WHAT YOU WILL DO: What needs reproducing is the run of lines in the data below starting at the line with "as (425, 29)." and ending at the line with "as (219, 138).", both ends included. Copy it exactly, without pictures, and add nothing.

DATA SHOWN:
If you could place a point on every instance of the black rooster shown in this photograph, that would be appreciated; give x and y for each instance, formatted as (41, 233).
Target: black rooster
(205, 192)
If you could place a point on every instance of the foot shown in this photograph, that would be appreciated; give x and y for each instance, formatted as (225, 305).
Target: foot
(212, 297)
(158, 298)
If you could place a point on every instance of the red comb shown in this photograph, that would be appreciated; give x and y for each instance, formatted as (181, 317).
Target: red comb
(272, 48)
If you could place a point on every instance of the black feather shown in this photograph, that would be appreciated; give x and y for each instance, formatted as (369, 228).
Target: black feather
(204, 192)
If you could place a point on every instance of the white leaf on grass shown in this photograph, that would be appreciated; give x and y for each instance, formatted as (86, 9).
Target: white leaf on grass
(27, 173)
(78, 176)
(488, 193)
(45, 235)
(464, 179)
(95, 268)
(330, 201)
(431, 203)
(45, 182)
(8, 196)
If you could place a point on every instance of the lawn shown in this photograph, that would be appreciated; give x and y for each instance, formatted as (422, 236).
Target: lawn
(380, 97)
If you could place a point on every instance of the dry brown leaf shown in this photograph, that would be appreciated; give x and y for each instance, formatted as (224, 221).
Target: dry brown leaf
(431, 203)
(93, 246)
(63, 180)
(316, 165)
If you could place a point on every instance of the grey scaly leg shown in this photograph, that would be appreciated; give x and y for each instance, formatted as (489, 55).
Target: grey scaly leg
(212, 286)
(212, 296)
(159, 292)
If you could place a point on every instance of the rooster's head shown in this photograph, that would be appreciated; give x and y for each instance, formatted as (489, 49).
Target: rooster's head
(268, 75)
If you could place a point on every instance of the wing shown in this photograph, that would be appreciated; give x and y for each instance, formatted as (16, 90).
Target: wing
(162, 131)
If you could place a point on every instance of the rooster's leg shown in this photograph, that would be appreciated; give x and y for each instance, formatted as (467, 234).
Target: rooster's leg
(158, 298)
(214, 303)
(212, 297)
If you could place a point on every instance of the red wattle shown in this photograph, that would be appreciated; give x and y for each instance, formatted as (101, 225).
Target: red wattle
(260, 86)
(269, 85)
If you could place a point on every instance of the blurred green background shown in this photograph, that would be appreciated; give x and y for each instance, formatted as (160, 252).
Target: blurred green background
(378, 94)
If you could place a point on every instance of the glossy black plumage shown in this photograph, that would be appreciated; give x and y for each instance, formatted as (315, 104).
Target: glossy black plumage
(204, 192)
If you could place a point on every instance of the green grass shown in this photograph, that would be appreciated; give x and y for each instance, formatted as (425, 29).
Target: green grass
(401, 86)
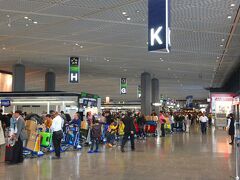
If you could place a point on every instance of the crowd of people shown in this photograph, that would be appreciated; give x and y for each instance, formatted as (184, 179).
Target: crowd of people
(116, 128)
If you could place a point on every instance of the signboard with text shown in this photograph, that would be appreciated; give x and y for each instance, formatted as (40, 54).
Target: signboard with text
(123, 86)
(5, 103)
(158, 25)
(74, 70)
(139, 93)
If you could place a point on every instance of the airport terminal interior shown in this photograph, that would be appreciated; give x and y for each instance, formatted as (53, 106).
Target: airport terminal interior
(119, 89)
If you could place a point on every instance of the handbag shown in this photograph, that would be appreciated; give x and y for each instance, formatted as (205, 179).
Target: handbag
(24, 135)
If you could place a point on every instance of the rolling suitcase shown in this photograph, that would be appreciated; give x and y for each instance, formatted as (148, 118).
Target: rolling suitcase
(9, 153)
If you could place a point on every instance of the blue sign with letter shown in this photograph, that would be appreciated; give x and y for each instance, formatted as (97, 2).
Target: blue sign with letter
(158, 25)
(5, 102)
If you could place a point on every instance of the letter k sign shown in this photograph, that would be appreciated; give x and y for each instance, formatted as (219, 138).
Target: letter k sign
(155, 36)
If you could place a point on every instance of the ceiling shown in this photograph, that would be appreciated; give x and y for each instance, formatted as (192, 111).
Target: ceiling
(111, 47)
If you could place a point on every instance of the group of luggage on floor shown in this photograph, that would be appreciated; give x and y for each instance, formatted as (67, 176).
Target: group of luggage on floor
(58, 131)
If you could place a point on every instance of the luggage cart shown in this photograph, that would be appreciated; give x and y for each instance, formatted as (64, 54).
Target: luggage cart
(71, 138)
(151, 128)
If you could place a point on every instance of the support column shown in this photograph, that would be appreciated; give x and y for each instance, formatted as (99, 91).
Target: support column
(146, 93)
(155, 94)
(50, 81)
(18, 78)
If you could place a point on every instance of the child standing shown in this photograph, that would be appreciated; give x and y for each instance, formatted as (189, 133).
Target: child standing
(95, 136)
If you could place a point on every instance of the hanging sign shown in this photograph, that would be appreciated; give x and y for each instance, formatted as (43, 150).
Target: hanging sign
(5, 103)
(74, 70)
(139, 93)
(158, 26)
(123, 86)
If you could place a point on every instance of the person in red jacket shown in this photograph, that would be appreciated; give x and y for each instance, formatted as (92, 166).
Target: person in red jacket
(162, 121)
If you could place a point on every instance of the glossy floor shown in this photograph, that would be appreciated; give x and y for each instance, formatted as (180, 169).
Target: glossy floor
(180, 156)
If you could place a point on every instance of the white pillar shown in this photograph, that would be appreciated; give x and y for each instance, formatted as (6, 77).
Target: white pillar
(48, 107)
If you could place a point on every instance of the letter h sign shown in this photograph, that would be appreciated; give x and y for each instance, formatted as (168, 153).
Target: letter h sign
(74, 70)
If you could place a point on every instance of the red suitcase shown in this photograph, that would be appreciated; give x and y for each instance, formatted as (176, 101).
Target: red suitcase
(150, 128)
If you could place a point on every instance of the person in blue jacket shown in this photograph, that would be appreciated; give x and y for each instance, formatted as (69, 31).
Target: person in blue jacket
(76, 122)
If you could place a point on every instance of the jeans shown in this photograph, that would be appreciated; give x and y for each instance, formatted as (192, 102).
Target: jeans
(163, 130)
(94, 141)
(172, 126)
(57, 137)
(204, 127)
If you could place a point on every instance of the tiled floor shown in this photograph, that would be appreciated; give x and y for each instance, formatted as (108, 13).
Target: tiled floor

ANSWER FOR THE TASK:
If you could place a point on every instance of the green grass shown in this photograph, that would be appreciated; give x and y for each instance, formatted as (425, 29).
Target: green grass
(401, 86)
If you could place a point on every instance of the crowd of people shown in this photograph, that would be appreciated; give x and y for each instance, formatted as (184, 179).
Target: crowd of people
(116, 128)
If you could place a point on every instance of the signboard with text shown in this photograph, that would be appreciated; give x and y for each instance, formatted as (40, 54).
Target: signboard with text
(123, 86)
(5, 103)
(158, 25)
(74, 70)
(139, 93)
If you could place a point on every instance of the airport terminal interior shown in this photograph, that would be appreciated; give x and y for each instance, formatted as (53, 106).
Target: airport terminal interior
(119, 89)
If you could place a point on every instance of the handbag shown in this photograph, that would be appreciated; give x and y for each instance, formatted as (205, 179).
Target: handbag
(24, 135)
If you could place a point on every instance of the rolling suitcase shown in this photograph, that would be appreciated; give x and y for each instance, formatted as (148, 118).
Target: rolling suitcase
(9, 153)
If you could place a point on every instance of the blue sign with letter shown in this photograph, that would be appreciated; give x and y for each instance, formatted as (97, 2).
Target: blue sign with letter
(158, 25)
(5, 102)
If you could place a point on every instance of the letter k sign shown in this photograph, that would be appreciated; give x and y for each instance, formatted as (219, 138).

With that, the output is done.